Mere Comments: Here Lies England
April 17, 2007
There weren't any newspapers back in 476, when the German warlord Odoacer took control of Roman government in the west. No headlines blared about the fall. No pundits noted the irony that the poor young emperor whom Odoacer "encouraged" to resign in favor of a monastery was named, with fitting diminution, for the founder of Rome and her greatest ruler: Romulus Augustulus. Not that it would have mattered, because a tree will long put out a few leaves and shoots after the trunk is dead to the core, and nobody will really notice the difference. So it is in history. Rome retained a "Senate," not that it accomplished anything, and "consuls," honorary and pointless. The young sons of Boethius were elected consuls simultaneously, and it was one of the proudest moments of that man's life, he being the last of the great classical Romans. But it was like being chosen for the local chapter of the Lions or the Elks; not much more than that.

Material provided –

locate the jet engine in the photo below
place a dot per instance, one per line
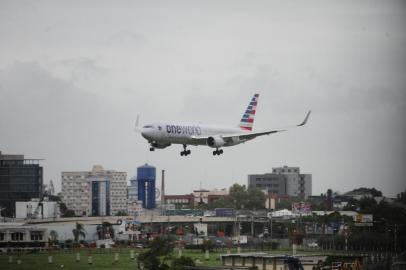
(160, 145)
(215, 142)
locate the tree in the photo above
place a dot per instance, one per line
(159, 247)
(255, 199)
(181, 263)
(53, 237)
(105, 231)
(79, 231)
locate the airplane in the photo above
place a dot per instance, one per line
(162, 135)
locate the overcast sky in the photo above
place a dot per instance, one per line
(74, 75)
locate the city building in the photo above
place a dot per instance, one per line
(186, 201)
(95, 193)
(20, 180)
(283, 181)
(17, 236)
(208, 196)
(37, 209)
(146, 176)
(133, 190)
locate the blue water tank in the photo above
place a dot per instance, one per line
(146, 172)
(146, 185)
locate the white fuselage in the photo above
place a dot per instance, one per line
(170, 133)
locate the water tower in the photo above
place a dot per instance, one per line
(146, 176)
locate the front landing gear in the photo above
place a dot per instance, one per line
(217, 152)
(185, 152)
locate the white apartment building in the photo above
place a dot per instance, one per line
(283, 181)
(95, 193)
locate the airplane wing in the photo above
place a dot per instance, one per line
(244, 136)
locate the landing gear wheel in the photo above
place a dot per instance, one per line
(217, 152)
(185, 152)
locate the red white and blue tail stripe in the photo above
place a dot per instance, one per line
(247, 120)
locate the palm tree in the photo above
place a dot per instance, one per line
(79, 231)
(53, 235)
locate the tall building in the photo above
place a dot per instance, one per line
(20, 180)
(133, 190)
(95, 193)
(146, 176)
(283, 181)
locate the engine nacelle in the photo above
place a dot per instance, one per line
(160, 145)
(215, 142)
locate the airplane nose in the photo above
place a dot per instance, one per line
(145, 132)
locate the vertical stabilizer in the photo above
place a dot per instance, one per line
(247, 120)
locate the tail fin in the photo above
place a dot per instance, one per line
(247, 120)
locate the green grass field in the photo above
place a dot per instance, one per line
(102, 259)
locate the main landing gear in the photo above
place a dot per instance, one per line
(185, 152)
(217, 152)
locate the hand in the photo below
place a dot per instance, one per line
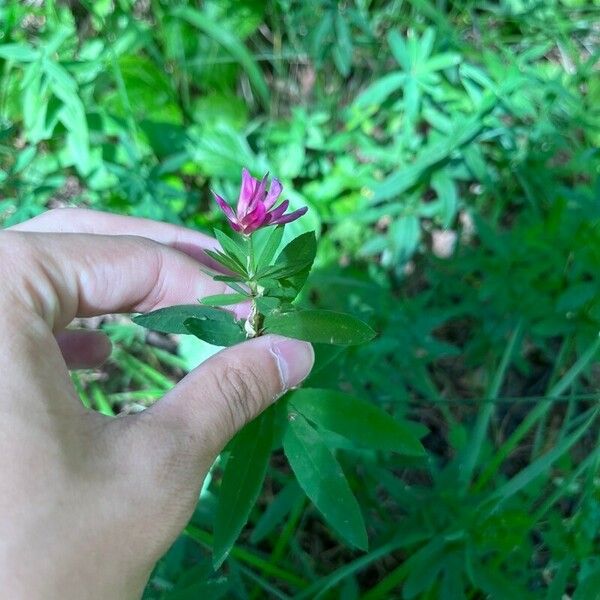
(89, 503)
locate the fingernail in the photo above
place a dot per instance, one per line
(295, 359)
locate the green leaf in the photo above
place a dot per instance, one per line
(232, 44)
(221, 332)
(379, 91)
(357, 420)
(399, 50)
(227, 261)
(424, 567)
(223, 299)
(18, 52)
(242, 481)
(276, 511)
(294, 261)
(270, 247)
(320, 326)
(589, 587)
(322, 479)
(172, 318)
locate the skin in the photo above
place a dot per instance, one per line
(89, 503)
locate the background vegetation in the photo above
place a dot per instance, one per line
(449, 155)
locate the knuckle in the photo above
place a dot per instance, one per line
(240, 390)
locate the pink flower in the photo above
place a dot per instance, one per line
(255, 206)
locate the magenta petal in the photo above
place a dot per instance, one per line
(224, 206)
(289, 218)
(252, 221)
(259, 193)
(247, 191)
(274, 193)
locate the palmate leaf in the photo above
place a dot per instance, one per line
(294, 262)
(319, 326)
(216, 332)
(358, 420)
(172, 318)
(270, 248)
(228, 261)
(242, 481)
(322, 479)
(224, 299)
(231, 247)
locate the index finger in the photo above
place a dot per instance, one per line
(82, 220)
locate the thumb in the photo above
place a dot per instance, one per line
(233, 387)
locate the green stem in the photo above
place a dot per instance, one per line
(255, 319)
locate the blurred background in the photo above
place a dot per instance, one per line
(448, 152)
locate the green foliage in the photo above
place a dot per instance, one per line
(448, 155)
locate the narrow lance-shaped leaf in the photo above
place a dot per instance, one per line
(224, 299)
(322, 479)
(242, 481)
(270, 247)
(231, 247)
(216, 332)
(172, 318)
(320, 326)
(358, 420)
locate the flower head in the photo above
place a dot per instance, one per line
(255, 205)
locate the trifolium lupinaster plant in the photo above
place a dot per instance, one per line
(257, 271)
(268, 278)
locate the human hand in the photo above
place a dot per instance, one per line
(89, 503)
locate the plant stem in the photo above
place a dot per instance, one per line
(255, 319)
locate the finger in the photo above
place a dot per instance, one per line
(61, 276)
(81, 220)
(230, 389)
(83, 348)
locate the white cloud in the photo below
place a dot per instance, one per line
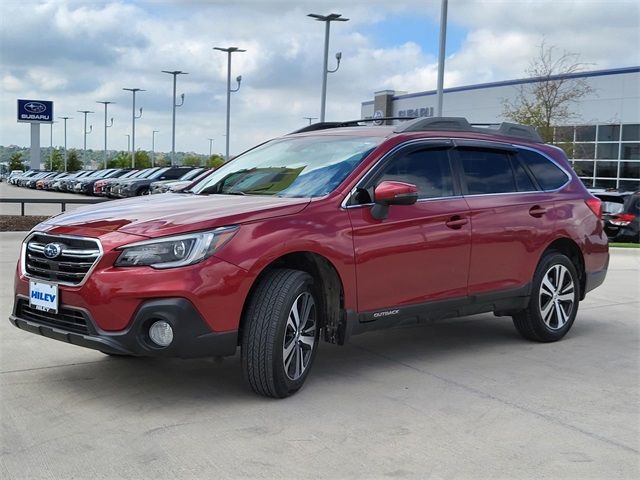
(87, 51)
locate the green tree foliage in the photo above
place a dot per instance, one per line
(55, 160)
(192, 161)
(215, 161)
(16, 162)
(143, 160)
(73, 161)
(549, 102)
(120, 160)
(123, 160)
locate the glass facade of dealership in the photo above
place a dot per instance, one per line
(603, 156)
(603, 142)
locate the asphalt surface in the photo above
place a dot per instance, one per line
(11, 191)
(458, 399)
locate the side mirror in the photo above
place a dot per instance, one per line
(392, 193)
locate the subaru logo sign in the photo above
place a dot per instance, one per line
(378, 114)
(35, 107)
(52, 250)
(35, 111)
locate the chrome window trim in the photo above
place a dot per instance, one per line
(23, 257)
(424, 141)
(562, 169)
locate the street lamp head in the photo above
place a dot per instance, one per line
(175, 72)
(229, 49)
(332, 17)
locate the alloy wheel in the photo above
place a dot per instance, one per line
(300, 336)
(557, 297)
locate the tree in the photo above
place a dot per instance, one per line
(15, 162)
(73, 161)
(120, 160)
(215, 161)
(192, 161)
(143, 160)
(56, 160)
(549, 102)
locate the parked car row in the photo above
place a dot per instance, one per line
(111, 182)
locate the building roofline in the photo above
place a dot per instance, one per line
(520, 81)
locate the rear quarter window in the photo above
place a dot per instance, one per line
(547, 173)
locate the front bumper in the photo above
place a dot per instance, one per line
(192, 337)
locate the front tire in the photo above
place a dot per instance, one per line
(281, 333)
(554, 300)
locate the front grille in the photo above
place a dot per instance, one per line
(76, 257)
(67, 319)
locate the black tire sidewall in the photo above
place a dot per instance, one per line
(282, 381)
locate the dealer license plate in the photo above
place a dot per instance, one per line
(43, 296)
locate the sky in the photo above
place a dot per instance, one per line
(78, 52)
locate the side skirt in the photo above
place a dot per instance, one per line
(502, 303)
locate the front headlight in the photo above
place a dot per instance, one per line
(178, 251)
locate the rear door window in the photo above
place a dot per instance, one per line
(486, 171)
(547, 173)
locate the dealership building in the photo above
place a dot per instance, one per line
(602, 141)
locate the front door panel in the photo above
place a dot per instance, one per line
(412, 256)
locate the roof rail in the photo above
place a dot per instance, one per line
(348, 123)
(461, 124)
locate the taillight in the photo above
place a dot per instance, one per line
(622, 219)
(595, 205)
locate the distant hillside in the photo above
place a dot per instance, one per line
(94, 157)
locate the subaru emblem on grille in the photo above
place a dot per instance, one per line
(52, 250)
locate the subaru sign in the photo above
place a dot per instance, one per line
(35, 111)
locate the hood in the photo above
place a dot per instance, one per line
(169, 214)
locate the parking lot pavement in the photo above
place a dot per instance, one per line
(11, 191)
(463, 398)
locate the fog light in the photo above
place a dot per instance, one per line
(161, 333)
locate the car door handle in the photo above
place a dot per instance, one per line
(456, 222)
(537, 211)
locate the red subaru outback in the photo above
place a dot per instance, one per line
(332, 231)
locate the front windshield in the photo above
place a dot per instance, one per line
(290, 167)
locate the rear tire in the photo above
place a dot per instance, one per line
(280, 334)
(554, 300)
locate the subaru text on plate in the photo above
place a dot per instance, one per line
(329, 232)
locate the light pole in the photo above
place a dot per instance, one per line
(85, 133)
(153, 148)
(175, 73)
(105, 130)
(133, 123)
(441, 53)
(51, 145)
(65, 140)
(229, 51)
(332, 17)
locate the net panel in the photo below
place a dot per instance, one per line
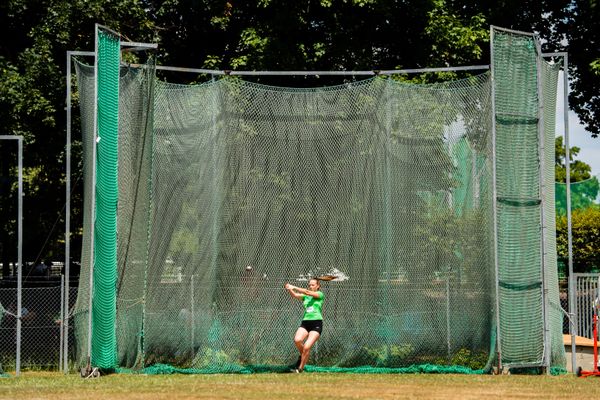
(525, 118)
(389, 183)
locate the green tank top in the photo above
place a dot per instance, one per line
(313, 307)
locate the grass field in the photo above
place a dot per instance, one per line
(44, 385)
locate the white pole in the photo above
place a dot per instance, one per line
(542, 189)
(93, 200)
(572, 293)
(65, 317)
(20, 256)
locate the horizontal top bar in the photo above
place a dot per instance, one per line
(316, 73)
(9, 137)
(80, 53)
(139, 46)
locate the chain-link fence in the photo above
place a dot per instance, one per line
(40, 326)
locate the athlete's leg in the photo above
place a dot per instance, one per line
(313, 336)
(299, 338)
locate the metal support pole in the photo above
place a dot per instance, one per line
(62, 319)
(20, 257)
(448, 313)
(65, 306)
(93, 201)
(18, 311)
(192, 311)
(495, 202)
(572, 293)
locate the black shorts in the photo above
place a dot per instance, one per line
(314, 325)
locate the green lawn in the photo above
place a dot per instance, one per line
(46, 385)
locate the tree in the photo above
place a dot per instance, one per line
(32, 92)
(586, 239)
(578, 169)
(577, 30)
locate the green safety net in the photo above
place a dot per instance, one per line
(388, 183)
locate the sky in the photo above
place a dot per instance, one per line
(578, 136)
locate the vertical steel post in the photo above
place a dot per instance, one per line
(571, 282)
(542, 190)
(192, 312)
(20, 256)
(62, 320)
(495, 199)
(93, 200)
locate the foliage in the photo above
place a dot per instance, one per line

Your objective – In the "Here Lies England" post above, what was the name of the young emperor whom Odoacer pressed to resign in favor of a monastery?

Output – Romulus Augustulus